# [REQUIRED ACTION]
All of the data is to be printed again exactly as it appears.

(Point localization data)

_ _ _ _ _ _ _

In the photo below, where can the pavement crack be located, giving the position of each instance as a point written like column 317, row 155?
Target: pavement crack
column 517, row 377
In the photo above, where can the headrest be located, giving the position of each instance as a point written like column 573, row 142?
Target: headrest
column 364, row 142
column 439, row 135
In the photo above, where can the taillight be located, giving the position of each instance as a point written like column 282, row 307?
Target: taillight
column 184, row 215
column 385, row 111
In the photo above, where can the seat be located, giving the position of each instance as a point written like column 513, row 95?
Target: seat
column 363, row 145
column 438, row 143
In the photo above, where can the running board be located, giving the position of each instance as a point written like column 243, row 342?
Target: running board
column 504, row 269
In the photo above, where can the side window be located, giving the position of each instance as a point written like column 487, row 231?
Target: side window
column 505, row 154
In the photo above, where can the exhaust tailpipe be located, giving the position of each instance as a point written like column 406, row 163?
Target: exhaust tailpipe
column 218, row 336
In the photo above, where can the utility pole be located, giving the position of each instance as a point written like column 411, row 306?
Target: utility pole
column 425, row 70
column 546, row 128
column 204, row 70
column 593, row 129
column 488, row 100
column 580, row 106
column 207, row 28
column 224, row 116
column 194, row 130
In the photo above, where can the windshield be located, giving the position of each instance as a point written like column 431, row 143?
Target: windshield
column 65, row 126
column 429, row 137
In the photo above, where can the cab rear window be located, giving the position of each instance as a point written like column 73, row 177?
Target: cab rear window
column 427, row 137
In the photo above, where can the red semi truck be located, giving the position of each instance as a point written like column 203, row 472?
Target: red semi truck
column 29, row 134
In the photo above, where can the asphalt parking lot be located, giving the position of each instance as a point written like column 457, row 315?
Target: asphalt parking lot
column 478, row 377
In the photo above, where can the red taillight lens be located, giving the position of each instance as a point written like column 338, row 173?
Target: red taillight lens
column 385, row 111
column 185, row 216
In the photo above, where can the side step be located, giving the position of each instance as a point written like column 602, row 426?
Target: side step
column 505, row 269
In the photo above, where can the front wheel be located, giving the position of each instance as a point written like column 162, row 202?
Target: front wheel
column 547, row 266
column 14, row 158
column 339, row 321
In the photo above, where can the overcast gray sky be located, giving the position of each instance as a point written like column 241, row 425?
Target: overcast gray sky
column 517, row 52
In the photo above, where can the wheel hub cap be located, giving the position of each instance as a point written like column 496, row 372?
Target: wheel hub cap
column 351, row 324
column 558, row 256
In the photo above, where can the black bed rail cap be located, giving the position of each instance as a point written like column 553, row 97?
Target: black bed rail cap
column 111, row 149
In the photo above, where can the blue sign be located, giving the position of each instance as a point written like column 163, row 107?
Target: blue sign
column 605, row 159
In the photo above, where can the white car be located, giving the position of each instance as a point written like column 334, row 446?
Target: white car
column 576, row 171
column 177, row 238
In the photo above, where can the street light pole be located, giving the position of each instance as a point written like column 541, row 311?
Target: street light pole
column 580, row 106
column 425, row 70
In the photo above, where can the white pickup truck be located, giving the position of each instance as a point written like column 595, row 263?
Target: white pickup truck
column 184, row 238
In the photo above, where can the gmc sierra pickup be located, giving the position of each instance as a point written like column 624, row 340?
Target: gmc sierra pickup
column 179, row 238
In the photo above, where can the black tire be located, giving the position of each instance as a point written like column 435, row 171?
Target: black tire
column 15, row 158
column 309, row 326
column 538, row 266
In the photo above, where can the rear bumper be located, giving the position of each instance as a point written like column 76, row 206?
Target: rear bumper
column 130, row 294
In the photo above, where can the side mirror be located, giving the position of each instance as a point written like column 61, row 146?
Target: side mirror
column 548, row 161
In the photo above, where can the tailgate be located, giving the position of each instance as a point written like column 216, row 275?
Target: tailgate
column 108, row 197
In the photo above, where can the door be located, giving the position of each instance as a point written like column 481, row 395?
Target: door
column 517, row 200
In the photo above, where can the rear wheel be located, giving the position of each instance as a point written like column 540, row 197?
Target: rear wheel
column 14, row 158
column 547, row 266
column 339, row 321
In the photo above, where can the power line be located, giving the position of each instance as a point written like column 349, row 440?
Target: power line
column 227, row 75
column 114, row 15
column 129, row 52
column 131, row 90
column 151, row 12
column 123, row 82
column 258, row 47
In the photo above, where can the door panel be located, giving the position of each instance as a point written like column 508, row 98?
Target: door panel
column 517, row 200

_ _ _ _ _ _ _

# [COMPLETED TASK]
In the photo below, where can the pavement crack be located, giving the position of each instance as a point written like column 317, row 155?
Target: pavement crack
column 517, row 377
In the photo above, where can the headrest be located, giving the position of each instance as a point written like column 573, row 142?
Target: headrest
column 364, row 142
column 439, row 135
In the photo above, where can the taillight be located, giving the position of each instance as a point written like column 282, row 307?
Target: taillight
column 184, row 215
column 385, row 111
In the photo above, where can the seat be located, giving the position of each instance as a point written like column 513, row 95?
Target: seat
column 363, row 145
column 438, row 143
In the photo above, where can the running board be located, giving the position of each instance as a point written like column 243, row 342?
Target: running board
column 504, row 269
In the photo above, where can the side window be located, giving the position of each instance as a point written like column 487, row 231?
Target: side window
column 505, row 154
In the photo above, where can the exhaust tailpipe be located, giving the position of each instance as a point written like column 406, row 163?
Target: exhaust tailpipe
column 218, row 336
In the photo above, where can the utility pole be located, giving the position of each instance as a point written like column 411, row 306?
Target: utility pole
column 425, row 70
column 546, row 128
column 204, row 70
column 593, row 129
column 488, row 100
column 580, row 106
column 207, row 28
column 224, row 116
column 194, row 130
In the photo above, where can the windshield be located, giving the position of each instance as a point written like column 431, row 143?
Target: windshield
column 65, row 126
column 429, row 137
In the photo above, where can the cab rear window be located, giving the position of each instance as a point written like column 73, row 177?
Target: cab rear window
column 427, row 137
In the photo above, where can the red semi truck be located, giving the position of each instance as a point written like column 203, row 472?
Target: red semi truck
column 29, row 134
In the photo above, where can the asphalt parking lot be located, giving the position of each instance as a point written like column 457, row 315?
Target: asphalt parking lot
column 478, row 377
In the photo above, where can the red taillight lens be located, giving the position of each instance as a point written like column 338, row 173?
Target: red taillight lens
column 385, row 111
column 185, row 216
In the photo above, where can the side step be located, giving the position of each instance as a point written like column 602, row 426?
Target: side step
column 505, row 269
In the photo above, where can the front wheel be located, giving the position of each instance as a point written like column 162, row 202?
Target: front wheel
column 547, row 266
column 14, row 158
column 339, row 321
In the photo above, where can the overcast gray sky be located, giving the position of each instance as a point written like column 241, row 425?
Target: overcast gray sky
column 517, row 52
In the photo above, where can the wheel hub cap be located, giving the position of each instance as a point written like column 496, row 372?
Target: wheel hub cap
column 351, row 324
column 558, row 256
In the photo above, where can the black bed rail cap be located, giving the position of each instance as a point written like column 553, row 97?
Target: black bed rail cap
column 111, row 149
In the photo above, where can the blue sign be located, giving the position of each instance as a point written like column 163, row 107?
Target: blue sign
column 605, row 159
In the photo above, where can the white car be located, giving the position of each instance as a point written like column 334, row 446?
Target: white car
column 576, row 171
column 177, row 238
In the photo above, where can the street light pole be located, giving the position of each instance as a point written like column 541, row 311?
Target: street light pole
column 580, row 106
column 425, row 70
In the photo above, where can the white pickup truck be located, giving the position of each instance as a point written like column 595, row 263?
Target: white pickup truck
column 184, row 238
In the photo above, where can the gmc sierra pickup be located, giving the position of each instance as a point written like column 624, row 340?
Target: gmc sierra pickup
column 179, row 238
In the photo above, where can the black tire be located, giving the position of each instance as a point written like column 435, row 171?
Target: black tire
column 15, row 158
column 309, row 326
column 538, row 266
In the photo above, where can the rear bumper be located, giving the position of each instance as a point written like column 76, row 206?
Target: rear bumper
column 130, row 294
In the photo above, where can the side mirror be located, giving the position of each instance as a point written like column 61, row 146?
Target: side mirror
column 548, row 161
In the photo above, where can the tailgate be located, giving the position of each instance as a point written like column 216, row 275?
Target: tailgate
column 108, row 197
In the photo above, where can the door be located, giving the position of each instance as a point written like column 481, row 395?
Target: door
column 517, row 200
In the photo above, where can the rear wheel be located, giving the position of each instance as a point written like column 540, row 197?
Target: rear wheel
column 14, row 158
column 547, row 266
column 339, row 321
In the photo above, where can the power line be located, giving the position of each instance as a point written like column 349, row 440?
Target: power line
column 227, row 75
column 114, row 15
column 129, row 52
column 131, row 90
column 151, row 12
column 123, row 82
column 258, row 47
In the photo above, where can the door panel be located, giving the position of each instance as a point written like column 508, row 98?
Target: door panel
column 517, row 200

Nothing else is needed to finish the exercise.